## ÉNONCÉ ÉCRIT 1
Dans les enregistrements, recopiez les lignes allant de celle qui contient "Target: utility pole" jusqu'à celle qui contient "[(950, 538)]" incluse, consignes comprises, en multipliant par 0,85 chaque coordonnée des réponses et en arrondissant à l'entier le plus proche, les demis vers le haut. Ne reproduisez que ces lignes.

Cérémonie funéraire en pays Toraja.

Tana Toraja, c’est plus fort que toi

  Indonésie : Sulawesi - juillet 2007

Me voici en pays Toraja (Tana Toraja) à Sulawesi. Là encore, une population très chrétienne, et très accrochée à ses traditions. J’ai assisté à une cérémonie funéraire au village de Rembon, près de Rantepao. Spectaculaire introduction aux coutumes du pays…

Partout, des maisons et greniers à riz tongkonan, avec ce toit typique, incurvé comme une coque de bateau ou des cornes de buffle.

Le village toraja de Ke’te Kesu, au sud de Rantepao.
Le village toraja de Ke’te Kesu, au sud de Rantepao.

Funérailles Toraja : la vidéo

C’est une sorte de grande fête campagnarde, mêlant croyances animistes et chrétiennes, pour un ultime hommage collectif au défunt. Une cérémonie fastueuse, sidérante, très intéressante, qui dure souvent plusieurs jours. Et pas du tout le pur “piège à touristes” que je craignais un peu.

Outre la famille proche et élargie, quantité d’invités extérieurs sont conviés à la fête. Car c’est une fête. Gaie et colorée, spectaculaire, entre kermesse animée et grosse réunion de famille conviviale.

Une cérémonie funéraire mais festive

Cérémonie funéraire en pays Toraja.Les touristes étrangers comme les autres visiteurs sont les bienvenus. Il suffit d’apporter un petit présent symbolique (en général, une cartouche de Kretek, les cigarettes locales, fait l’affaire).

Je m’y suis rendue avec une famille de Hollandais, Suzanna, Johan et leurs trois enfants, avec qui j’ai sympathisé dans le bus Makassar-Rantepao. Huit heures de trajet, ça laisse le temps de faire la causette…

Pour se rendre à la cérémonie, on a affrété un minibus modèle “famille nombreuse”, avec un guide, pour ce premier jour, bien qu’eux comme moi apprécient l’indépendance, question voyage. Mais on a bien fait.

(Données d'annotation de coordonnées)

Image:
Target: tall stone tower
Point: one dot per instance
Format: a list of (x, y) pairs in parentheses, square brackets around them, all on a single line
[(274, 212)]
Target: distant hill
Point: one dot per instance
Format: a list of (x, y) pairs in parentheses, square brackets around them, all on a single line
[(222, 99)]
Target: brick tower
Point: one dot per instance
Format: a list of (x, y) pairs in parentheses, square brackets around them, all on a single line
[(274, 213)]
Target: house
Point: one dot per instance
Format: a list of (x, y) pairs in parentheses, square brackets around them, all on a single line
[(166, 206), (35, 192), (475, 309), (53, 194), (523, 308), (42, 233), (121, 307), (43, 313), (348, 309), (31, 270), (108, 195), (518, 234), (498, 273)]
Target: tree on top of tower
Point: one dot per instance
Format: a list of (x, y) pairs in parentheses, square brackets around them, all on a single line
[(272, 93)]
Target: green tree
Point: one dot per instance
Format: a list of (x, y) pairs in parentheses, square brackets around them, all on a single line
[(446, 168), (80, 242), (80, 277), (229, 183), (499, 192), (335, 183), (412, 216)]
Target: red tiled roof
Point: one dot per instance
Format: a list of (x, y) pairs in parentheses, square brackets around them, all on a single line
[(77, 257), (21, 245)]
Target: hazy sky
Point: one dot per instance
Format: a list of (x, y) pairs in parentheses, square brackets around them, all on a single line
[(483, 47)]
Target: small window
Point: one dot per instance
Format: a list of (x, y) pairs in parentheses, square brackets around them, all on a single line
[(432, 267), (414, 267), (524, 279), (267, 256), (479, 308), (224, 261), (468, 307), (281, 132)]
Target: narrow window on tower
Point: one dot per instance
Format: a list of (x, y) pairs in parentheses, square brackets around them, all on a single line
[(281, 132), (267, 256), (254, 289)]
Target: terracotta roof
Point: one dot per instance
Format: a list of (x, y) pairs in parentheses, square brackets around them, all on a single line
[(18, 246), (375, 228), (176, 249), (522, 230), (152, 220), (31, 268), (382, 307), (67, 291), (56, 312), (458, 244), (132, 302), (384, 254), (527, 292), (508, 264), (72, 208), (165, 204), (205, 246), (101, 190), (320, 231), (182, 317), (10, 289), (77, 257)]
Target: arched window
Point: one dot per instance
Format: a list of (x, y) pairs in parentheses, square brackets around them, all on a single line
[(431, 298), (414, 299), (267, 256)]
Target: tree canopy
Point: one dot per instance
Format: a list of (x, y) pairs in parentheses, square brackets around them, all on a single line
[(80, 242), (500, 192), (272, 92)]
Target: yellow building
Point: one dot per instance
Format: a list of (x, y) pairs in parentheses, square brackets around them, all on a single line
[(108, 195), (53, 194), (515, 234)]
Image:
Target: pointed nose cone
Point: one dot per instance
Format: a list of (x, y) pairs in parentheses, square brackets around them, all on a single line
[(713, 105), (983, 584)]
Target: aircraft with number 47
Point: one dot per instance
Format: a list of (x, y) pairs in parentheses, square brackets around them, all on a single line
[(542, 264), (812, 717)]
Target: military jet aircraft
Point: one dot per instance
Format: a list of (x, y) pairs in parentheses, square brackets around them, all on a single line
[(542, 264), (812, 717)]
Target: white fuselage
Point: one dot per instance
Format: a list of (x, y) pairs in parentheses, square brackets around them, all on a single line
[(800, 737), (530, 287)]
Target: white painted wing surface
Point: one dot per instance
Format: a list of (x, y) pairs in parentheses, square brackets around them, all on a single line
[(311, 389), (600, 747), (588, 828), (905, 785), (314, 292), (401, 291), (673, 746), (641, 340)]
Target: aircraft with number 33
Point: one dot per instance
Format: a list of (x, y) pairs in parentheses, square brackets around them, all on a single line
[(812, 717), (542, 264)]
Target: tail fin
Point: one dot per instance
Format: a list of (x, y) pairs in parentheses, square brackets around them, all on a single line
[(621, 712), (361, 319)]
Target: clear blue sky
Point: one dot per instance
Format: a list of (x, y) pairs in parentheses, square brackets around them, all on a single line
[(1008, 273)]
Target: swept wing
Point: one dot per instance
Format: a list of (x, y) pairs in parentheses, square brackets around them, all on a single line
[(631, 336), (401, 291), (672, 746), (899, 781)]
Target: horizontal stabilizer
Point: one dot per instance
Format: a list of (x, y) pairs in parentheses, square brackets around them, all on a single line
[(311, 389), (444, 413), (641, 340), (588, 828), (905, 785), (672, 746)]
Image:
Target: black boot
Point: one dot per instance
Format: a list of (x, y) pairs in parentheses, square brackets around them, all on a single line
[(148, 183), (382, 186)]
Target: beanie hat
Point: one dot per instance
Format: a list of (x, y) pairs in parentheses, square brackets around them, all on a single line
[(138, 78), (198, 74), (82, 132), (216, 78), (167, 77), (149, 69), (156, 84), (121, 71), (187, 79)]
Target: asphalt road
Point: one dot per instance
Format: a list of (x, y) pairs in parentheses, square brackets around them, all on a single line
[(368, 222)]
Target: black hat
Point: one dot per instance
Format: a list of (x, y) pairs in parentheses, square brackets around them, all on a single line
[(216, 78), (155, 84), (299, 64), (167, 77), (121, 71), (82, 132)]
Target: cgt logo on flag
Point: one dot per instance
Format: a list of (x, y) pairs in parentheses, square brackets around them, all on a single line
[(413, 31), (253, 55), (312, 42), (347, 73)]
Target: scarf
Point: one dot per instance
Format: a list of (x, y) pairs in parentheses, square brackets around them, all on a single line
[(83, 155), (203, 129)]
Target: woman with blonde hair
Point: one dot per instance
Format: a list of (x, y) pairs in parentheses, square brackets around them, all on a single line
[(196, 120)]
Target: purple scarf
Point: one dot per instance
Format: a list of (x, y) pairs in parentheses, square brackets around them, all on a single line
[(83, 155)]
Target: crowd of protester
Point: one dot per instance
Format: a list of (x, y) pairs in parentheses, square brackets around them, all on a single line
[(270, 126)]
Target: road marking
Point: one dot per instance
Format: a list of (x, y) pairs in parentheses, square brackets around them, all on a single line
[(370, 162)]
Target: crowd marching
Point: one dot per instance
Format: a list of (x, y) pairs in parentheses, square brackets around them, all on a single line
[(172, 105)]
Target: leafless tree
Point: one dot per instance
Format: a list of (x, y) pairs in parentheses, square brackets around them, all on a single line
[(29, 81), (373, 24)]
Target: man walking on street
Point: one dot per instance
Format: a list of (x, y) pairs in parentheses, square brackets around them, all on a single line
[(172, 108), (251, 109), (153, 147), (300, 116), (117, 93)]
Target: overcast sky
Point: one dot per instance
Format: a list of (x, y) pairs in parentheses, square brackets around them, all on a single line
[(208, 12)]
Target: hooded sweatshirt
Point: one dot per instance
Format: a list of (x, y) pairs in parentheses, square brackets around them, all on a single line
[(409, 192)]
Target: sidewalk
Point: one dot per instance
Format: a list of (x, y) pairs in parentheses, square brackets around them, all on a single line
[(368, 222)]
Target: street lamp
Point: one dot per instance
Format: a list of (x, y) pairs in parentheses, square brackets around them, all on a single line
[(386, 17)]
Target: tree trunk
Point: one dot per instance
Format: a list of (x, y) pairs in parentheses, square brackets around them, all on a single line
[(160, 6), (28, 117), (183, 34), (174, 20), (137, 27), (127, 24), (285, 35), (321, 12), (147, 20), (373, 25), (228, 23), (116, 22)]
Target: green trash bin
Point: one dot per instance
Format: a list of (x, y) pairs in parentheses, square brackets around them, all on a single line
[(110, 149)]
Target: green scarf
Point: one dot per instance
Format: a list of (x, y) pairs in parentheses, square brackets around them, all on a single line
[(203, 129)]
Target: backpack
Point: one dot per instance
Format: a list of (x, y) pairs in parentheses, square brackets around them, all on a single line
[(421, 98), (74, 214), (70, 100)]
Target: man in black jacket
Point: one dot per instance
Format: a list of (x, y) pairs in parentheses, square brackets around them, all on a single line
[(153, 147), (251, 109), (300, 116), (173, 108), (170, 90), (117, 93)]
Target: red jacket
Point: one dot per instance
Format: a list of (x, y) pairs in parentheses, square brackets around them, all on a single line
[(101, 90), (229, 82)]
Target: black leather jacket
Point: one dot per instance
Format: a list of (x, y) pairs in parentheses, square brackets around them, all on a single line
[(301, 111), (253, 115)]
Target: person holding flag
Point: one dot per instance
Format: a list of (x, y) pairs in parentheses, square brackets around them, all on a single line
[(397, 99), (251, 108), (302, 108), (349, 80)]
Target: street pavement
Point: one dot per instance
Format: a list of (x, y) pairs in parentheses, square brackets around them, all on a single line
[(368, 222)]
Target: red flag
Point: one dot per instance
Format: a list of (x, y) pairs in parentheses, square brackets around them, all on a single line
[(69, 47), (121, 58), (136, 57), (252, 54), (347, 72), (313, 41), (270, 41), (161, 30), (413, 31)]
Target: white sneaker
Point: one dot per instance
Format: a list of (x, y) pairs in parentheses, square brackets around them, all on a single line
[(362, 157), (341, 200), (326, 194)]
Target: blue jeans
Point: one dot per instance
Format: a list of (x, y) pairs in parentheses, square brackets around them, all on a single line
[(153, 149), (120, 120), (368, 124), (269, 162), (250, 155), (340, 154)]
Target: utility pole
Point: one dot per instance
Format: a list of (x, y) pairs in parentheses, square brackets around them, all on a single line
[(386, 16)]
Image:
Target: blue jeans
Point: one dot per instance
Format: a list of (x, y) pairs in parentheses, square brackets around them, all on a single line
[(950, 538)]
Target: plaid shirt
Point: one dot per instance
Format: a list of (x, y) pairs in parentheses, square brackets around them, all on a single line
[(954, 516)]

## ÉNONCÉ ÉCRIT 2
Reprenez le passage du récit sur les funérailles toraja allant de "Une cérémonie funéraire mais" jusqu'à "a bien fait." inclus, en substituant "Néerlandais" à "Hollandais".

## RÉPONSE RÉDIGÉE 1
Target: utility pole
Point: one dot per instance
Format: a list of (x, y) pairs in parentheses, square brackets around them, all on a single line
[(328, 14)]
Image:
Target: blue jeans
Point: one dot per instance
Format: a list of (x, y) pairs in parentheses, square brackets around them, all on a single line
[(808, 457)]

## RÉPONSE RÉDIGÉE 2
Une cérémonie funéraire mais festive

Cérémonie funéraire en pays Toraja.Les touristes étrangers comme les autres visiteurs sont les bienvenus. Il suffit d’apporter un petit présent symbolique (en général, une cartouche de Kretek, les cigarettes locales, fait l’affaire).

Je m’y suis rendue avec une famille de Néerlandais, Suzanna, Johan et leurs trois enfants, avec qui j’ai sympathisé dans le bus Makassar-Rantepao. Huit heures de trajet, ça laisse le temps de faire la causette…

Pour se rendre à la cérémonie, on a affrété un minibus modèle “famille nombreuse”, avec un guide, pour ce premier jour, bien qu’eux comme moi apprécient l’indépendance, question voyage. Mais on a bien fait.